-- Start of DOCUMENT --

For many of us, the 1990s don’t seem like a very long time ago — but from a work mode perspective, they are almost the Dark Ages. At the beginning of the 1990s, firms with “knowledge workers” (not yet called that) maintained filing systems filled with oddly-shaped pieces of paper, photographs and cardboard folders, collected at trade shows, seminars and via the daily mail, which dumped a pile of oddly-shaped envelopes on a table in a windowless room. Finding information was problematic: it was estimated that 20% or more of all of those papers were misfiled, and workers would often hoard the bits that were especially important to them, removing them from the central filing cabinets altogether. Learning about new developments was even harder; the path between the envelopes piled on the table and one’s attention was circuitous (and uncertain) at best.
The advent of the Internet and email completely changed the way that information was distributed. The Internet didn’t just replace those filing cabinets, it obliterated the entire collect/store/retrieve process, enabling anyone with even rudimentary skills to poke into every corner of every drawer on earth to retrieve whatever brochure, article or picture they were looking for. And email reduced the pile of physical envelopes to two streams — the neatly-packaged cheques and invoices went off to finance, and the lumpy packages with pictures and brochures were routed to the recycle bin.

-- End of DOCUMENT --

**PROMPT:** Reproduce the full passage above on how the Internet and email changed office information handling, word for word. The rows play no part in this work.

-- Start of INFORMATION GIVEN --

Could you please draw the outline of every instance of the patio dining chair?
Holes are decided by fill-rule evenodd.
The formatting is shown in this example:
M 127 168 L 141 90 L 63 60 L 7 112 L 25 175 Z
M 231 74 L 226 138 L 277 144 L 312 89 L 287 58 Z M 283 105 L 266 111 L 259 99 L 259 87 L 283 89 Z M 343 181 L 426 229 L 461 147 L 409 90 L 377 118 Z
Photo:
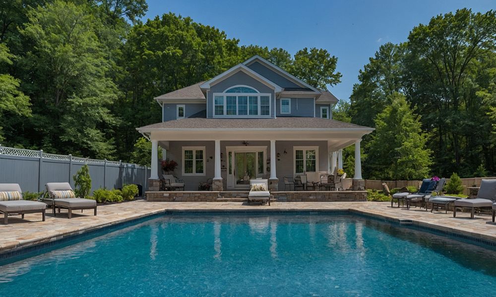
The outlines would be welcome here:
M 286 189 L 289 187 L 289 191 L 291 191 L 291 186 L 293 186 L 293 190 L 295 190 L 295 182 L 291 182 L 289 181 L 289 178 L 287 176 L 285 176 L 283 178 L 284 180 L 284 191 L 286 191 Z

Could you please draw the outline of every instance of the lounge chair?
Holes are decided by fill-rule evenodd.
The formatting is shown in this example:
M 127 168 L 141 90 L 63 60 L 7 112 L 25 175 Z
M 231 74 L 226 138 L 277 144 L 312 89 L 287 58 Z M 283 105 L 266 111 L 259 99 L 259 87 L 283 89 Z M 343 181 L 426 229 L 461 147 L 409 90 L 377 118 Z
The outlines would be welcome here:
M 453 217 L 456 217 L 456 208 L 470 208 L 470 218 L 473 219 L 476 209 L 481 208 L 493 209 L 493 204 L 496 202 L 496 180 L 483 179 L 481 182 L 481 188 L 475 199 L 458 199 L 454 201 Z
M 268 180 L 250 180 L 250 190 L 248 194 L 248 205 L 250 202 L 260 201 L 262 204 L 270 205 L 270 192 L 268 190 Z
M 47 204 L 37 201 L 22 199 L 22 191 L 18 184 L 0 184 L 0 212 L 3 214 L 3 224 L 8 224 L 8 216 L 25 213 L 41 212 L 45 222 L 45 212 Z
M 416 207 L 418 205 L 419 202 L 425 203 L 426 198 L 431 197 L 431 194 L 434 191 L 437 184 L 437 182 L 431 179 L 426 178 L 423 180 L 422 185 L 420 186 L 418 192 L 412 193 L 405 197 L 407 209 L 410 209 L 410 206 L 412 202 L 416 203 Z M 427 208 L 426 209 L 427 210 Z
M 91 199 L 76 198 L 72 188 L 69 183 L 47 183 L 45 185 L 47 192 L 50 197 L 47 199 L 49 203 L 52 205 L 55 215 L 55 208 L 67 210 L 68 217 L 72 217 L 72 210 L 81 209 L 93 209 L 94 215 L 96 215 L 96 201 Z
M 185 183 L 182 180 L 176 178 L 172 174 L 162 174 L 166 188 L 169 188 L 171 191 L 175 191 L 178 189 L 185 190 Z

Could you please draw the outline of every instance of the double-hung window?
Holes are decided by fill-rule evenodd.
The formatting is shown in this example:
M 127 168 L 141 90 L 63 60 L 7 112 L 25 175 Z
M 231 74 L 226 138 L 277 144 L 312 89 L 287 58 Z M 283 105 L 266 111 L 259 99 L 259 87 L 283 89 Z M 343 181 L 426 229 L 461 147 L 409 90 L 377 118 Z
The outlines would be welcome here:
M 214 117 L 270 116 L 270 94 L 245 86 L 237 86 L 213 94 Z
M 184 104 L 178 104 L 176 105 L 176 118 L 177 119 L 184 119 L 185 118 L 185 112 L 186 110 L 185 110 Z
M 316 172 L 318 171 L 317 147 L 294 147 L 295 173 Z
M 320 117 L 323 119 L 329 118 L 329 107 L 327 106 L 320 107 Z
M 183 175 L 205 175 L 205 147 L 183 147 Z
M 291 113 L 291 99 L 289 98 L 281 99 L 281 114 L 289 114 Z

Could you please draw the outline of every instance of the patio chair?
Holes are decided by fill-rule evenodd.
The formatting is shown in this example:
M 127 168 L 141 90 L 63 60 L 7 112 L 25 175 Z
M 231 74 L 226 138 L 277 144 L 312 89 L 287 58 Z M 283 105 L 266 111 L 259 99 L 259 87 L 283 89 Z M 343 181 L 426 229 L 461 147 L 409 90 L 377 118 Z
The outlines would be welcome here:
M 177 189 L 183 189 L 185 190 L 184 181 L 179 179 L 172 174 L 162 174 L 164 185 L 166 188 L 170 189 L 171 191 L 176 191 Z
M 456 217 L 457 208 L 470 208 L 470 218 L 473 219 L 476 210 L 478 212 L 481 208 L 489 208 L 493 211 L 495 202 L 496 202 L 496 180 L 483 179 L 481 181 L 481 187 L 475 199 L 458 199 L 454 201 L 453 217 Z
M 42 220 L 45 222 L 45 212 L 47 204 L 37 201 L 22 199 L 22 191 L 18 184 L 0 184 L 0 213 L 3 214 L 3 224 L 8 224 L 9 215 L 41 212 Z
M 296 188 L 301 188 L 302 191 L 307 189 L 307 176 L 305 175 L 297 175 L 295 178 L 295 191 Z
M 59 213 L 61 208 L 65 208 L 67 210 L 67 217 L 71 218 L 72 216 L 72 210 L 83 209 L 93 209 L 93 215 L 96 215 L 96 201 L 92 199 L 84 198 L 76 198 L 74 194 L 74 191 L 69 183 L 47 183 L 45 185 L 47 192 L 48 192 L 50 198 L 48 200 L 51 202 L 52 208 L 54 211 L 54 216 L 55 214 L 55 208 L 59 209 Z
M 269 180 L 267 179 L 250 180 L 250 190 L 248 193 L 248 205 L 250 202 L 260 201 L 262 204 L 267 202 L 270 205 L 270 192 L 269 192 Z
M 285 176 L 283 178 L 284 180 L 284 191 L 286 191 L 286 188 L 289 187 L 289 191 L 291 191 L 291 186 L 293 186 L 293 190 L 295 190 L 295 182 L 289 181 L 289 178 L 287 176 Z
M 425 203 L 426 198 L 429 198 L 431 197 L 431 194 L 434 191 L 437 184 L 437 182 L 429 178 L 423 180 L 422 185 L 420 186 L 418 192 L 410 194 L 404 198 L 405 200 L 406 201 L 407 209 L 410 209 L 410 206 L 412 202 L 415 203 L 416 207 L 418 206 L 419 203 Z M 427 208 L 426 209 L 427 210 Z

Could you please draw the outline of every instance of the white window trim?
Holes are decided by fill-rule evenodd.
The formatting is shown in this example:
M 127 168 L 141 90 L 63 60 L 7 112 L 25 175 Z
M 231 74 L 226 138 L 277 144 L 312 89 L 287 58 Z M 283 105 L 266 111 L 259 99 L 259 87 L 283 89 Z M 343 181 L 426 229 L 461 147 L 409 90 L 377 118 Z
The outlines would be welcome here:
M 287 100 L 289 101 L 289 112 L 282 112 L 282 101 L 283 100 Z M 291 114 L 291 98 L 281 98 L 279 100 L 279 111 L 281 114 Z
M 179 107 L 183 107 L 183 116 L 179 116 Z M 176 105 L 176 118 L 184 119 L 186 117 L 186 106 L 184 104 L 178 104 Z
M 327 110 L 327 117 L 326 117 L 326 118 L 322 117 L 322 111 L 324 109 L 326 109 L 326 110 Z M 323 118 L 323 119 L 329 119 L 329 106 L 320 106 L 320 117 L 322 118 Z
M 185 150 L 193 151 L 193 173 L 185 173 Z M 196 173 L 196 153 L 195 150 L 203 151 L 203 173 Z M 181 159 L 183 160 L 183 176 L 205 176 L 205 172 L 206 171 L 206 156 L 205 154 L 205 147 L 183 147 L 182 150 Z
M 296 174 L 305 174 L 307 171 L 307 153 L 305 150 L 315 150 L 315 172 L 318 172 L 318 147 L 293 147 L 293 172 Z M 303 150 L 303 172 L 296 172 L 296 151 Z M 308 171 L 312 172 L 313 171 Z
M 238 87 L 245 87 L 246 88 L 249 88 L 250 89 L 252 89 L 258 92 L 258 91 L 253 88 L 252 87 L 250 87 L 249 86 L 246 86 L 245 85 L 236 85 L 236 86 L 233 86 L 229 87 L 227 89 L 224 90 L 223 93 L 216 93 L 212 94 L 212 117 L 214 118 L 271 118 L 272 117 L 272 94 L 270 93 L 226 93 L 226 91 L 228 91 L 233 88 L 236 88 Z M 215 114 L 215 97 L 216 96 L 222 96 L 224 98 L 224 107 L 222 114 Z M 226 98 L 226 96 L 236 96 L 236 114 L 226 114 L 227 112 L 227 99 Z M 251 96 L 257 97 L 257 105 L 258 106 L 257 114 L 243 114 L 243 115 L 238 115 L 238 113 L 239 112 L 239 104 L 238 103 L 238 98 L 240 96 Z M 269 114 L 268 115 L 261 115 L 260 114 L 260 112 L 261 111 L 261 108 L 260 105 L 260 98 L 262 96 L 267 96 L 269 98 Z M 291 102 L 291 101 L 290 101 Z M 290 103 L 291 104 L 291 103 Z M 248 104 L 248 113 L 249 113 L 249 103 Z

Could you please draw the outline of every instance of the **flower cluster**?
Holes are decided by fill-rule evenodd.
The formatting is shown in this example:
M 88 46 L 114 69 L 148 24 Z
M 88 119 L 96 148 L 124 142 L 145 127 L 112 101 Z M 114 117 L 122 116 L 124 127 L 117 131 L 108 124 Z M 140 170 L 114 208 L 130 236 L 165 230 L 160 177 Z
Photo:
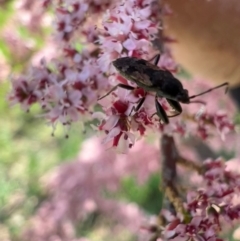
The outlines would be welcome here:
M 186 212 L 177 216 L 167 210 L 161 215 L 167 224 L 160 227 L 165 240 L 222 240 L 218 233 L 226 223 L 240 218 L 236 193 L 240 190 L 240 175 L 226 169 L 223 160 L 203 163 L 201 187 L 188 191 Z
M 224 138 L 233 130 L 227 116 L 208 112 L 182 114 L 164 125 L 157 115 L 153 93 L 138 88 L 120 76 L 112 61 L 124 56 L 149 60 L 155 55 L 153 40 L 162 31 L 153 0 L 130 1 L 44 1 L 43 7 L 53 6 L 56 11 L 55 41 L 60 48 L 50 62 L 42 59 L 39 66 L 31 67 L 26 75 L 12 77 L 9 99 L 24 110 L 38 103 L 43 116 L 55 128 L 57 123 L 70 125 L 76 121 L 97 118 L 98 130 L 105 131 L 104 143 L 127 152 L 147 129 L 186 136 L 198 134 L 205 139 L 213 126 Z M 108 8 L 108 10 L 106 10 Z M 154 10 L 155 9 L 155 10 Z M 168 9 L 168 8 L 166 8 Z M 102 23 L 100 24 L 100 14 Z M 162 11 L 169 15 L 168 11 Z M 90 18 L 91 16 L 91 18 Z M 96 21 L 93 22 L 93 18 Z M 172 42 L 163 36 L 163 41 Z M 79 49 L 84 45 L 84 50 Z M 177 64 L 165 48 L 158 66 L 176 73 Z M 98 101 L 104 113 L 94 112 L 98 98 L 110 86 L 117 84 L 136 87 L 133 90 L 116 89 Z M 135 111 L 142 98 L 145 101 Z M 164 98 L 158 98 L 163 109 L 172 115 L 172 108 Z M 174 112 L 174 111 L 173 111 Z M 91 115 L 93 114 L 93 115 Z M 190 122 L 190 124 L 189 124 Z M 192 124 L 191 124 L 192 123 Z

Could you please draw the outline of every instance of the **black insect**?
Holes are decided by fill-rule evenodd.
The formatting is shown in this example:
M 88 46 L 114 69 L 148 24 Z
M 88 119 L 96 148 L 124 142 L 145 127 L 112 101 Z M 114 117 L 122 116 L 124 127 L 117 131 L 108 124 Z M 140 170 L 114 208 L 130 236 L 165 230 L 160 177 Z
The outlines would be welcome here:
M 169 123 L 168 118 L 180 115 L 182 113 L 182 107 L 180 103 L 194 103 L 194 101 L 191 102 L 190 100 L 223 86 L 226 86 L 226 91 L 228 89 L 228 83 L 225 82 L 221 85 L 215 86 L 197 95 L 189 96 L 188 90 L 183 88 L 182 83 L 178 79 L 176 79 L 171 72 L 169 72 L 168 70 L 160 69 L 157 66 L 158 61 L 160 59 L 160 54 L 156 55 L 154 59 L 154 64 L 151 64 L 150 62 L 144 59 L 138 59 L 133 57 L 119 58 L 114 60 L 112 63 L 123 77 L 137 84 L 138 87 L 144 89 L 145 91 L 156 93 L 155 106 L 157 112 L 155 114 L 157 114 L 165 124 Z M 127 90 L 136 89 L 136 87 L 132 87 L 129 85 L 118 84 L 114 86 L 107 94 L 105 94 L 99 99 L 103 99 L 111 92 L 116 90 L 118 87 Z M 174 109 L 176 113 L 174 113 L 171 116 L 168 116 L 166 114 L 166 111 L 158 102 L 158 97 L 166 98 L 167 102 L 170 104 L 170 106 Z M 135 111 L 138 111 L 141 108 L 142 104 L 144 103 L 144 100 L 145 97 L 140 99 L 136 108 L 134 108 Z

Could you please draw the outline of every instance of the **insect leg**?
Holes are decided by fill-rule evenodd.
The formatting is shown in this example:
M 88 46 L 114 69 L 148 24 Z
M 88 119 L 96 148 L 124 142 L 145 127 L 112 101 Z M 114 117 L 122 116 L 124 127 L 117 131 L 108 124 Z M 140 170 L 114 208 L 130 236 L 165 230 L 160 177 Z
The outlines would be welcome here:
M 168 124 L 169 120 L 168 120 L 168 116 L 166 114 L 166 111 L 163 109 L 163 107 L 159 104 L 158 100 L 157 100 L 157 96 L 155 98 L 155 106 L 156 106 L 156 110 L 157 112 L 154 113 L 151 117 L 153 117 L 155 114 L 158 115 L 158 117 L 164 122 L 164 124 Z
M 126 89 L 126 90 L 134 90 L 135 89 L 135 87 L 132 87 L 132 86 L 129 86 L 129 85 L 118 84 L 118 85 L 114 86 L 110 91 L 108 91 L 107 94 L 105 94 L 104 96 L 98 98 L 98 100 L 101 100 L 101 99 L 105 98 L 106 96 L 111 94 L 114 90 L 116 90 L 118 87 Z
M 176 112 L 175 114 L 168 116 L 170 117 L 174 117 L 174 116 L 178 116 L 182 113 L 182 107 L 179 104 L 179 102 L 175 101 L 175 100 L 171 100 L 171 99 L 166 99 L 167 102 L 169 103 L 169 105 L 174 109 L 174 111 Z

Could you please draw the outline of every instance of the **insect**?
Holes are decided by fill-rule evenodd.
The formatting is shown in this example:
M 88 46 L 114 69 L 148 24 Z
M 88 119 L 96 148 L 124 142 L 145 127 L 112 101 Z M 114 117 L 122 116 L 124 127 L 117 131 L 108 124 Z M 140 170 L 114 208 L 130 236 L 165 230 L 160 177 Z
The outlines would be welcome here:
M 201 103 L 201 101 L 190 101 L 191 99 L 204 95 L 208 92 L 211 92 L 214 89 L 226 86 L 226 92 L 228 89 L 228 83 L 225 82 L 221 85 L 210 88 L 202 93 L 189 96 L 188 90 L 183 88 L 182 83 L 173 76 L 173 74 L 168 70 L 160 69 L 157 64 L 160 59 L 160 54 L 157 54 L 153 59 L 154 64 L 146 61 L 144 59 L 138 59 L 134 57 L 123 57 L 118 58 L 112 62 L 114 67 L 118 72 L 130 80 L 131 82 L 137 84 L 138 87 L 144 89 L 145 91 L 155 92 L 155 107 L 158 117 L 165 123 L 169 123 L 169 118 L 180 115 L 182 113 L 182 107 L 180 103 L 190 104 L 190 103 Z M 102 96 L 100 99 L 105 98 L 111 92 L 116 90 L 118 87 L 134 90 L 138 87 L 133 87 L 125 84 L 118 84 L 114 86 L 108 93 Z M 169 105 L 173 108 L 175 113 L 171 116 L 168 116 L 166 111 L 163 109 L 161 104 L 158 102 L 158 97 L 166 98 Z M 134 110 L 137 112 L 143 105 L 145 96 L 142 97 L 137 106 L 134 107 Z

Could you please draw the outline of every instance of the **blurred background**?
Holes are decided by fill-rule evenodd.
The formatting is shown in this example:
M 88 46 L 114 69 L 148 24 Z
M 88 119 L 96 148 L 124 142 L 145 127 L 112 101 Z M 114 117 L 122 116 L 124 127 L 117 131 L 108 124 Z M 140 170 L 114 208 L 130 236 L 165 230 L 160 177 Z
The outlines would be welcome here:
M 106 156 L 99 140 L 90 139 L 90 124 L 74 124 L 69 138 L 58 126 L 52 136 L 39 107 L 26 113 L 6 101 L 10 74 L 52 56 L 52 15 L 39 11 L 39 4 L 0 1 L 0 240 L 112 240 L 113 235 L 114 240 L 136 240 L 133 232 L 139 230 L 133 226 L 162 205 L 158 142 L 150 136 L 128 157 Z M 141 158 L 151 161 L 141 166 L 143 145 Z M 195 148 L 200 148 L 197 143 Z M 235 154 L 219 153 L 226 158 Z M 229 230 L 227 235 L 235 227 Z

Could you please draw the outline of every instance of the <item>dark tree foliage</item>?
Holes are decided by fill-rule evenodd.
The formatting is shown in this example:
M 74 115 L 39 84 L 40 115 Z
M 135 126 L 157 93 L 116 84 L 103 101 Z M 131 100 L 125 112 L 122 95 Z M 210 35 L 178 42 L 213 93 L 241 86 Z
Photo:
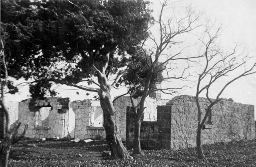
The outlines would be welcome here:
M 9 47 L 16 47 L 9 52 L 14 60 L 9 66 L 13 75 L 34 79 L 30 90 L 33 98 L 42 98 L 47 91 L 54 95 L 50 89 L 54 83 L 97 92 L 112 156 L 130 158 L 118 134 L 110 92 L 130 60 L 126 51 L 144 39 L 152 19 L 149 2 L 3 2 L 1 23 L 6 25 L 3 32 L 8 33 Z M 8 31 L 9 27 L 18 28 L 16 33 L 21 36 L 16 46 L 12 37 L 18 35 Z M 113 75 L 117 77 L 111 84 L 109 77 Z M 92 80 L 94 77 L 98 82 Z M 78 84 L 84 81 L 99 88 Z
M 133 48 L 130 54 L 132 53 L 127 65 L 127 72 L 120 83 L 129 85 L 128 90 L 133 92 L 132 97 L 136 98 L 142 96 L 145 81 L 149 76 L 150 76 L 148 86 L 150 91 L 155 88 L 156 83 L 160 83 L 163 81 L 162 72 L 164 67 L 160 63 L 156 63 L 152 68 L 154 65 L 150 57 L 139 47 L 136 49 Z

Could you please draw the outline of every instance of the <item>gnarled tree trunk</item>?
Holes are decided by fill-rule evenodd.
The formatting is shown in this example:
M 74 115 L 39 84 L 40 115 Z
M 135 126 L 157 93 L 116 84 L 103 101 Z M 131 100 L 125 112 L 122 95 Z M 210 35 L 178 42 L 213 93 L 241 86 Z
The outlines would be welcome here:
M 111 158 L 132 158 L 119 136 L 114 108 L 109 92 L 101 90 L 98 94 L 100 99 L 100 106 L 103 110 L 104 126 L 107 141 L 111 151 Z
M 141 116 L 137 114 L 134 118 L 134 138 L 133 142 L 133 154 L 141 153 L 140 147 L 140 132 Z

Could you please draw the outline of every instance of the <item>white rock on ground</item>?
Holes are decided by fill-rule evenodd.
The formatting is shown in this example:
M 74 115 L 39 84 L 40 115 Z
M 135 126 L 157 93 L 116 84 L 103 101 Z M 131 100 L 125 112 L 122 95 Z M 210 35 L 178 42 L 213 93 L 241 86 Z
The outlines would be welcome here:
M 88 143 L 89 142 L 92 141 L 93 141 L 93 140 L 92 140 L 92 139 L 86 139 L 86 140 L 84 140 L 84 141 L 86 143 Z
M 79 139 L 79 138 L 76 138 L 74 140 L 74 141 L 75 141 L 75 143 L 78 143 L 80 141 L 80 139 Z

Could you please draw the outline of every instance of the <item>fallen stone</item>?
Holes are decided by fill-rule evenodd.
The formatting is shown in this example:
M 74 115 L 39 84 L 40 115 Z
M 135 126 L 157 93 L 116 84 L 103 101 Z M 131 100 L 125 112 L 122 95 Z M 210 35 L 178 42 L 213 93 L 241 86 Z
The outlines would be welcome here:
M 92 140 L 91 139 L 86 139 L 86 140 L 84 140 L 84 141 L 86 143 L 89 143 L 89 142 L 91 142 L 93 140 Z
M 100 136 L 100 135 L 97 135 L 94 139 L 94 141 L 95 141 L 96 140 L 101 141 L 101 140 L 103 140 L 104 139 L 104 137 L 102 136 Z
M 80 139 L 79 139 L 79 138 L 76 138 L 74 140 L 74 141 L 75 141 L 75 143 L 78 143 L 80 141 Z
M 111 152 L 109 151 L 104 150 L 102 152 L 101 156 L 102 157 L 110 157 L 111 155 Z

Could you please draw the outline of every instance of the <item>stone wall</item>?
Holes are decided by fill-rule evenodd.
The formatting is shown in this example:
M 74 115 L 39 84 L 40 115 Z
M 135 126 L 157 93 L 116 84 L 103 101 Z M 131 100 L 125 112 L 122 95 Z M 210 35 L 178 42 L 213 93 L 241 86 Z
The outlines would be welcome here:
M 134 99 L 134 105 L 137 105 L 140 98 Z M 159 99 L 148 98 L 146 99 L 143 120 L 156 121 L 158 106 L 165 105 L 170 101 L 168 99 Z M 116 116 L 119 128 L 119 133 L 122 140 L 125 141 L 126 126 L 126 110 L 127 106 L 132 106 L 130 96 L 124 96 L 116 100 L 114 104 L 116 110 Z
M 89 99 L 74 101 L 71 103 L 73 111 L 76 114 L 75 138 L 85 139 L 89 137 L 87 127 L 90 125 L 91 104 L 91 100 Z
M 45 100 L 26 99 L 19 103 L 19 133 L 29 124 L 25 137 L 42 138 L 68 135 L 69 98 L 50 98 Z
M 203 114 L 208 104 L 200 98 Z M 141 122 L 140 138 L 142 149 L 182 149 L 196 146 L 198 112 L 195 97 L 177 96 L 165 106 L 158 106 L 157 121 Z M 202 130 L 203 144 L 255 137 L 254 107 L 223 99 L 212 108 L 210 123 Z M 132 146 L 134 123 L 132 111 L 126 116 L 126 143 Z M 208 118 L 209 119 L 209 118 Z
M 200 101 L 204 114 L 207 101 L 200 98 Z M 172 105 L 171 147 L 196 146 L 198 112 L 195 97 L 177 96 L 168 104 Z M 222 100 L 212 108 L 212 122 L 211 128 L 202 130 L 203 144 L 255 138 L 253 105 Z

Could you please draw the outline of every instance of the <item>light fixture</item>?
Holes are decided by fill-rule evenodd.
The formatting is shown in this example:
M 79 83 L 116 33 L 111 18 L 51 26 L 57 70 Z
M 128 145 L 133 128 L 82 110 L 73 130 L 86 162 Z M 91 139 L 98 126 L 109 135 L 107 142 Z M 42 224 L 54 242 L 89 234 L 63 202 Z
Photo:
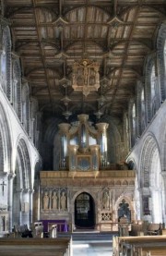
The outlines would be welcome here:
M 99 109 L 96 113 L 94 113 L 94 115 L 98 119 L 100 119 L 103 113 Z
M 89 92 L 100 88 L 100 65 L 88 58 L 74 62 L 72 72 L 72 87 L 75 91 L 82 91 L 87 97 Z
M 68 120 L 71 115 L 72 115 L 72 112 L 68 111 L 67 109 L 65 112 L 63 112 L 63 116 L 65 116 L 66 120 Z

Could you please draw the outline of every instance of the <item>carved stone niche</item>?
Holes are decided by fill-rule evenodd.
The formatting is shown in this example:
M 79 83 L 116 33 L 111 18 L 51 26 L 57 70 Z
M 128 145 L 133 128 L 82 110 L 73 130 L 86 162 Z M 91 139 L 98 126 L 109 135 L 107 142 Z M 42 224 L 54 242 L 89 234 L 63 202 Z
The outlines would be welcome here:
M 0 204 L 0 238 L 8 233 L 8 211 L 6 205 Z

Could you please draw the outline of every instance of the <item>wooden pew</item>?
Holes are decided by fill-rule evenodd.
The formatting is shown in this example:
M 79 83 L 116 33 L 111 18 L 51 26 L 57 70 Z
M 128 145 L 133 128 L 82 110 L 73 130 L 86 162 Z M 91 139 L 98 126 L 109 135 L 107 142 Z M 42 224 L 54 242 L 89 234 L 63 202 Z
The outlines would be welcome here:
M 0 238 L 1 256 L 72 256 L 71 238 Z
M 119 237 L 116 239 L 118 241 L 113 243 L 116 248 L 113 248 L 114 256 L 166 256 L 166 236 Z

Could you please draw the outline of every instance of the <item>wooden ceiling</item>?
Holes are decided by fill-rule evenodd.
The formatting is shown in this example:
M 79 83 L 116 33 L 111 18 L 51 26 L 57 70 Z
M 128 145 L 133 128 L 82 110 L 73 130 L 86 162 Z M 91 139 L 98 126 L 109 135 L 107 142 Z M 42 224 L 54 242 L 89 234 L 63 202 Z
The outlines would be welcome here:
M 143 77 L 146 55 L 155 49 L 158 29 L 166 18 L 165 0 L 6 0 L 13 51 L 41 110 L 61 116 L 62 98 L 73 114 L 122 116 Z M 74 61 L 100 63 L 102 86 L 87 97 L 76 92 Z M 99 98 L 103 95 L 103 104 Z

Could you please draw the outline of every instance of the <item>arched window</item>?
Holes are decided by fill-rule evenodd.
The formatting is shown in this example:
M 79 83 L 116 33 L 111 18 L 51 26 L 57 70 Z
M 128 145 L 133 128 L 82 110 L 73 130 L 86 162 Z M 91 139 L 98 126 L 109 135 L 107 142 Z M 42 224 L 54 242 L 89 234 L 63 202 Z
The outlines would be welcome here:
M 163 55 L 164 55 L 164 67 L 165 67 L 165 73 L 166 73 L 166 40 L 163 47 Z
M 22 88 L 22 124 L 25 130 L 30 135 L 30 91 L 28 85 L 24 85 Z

-- End of INFORMATION GIVEN --

**EXERCISE OUTPUT:**
For many of us, the 1990s don’t seem like a very long time ago — but from a work mode perspective, they are almost the Dark Ages. At the beginning of the 1990s, firms with “knowledge workers” (not yet called that) maintained filing systems filled with oddly-shaped pieces of paper, photographs and cardboard folders, collected at trade shows, seminars and via the daily mail, which dumped a pile of oddly-shaped envelopes on a table in a windowless room. Finding information was problematic: it was estimated that 20% or more of all of those papers were misfiled, and workers would often hoard the bits that were especially important to them, removing them from the central filing cabinets altogether. Learning about new developments was even harder; the path between the envelopes piled on the table and one’s attention was circuitous (and uncertain) at best.
The advent of the Internet and email completely changed the way that information was distributed. The Internet didn’t just replace those filing cabinets, it obliterated the entire collect/store/retrieve process, enabling anyone with even rudimentary skills to poke into every corner of every drawer on earth to retrieve whatever brochure, article or picture they were looking for. And email reduced the pile of physical envelopes to two streams — the neatly-packaged cheques and invoices went off to finance, and the lumpy packages with pictures and brochures were routed to the recycle bin.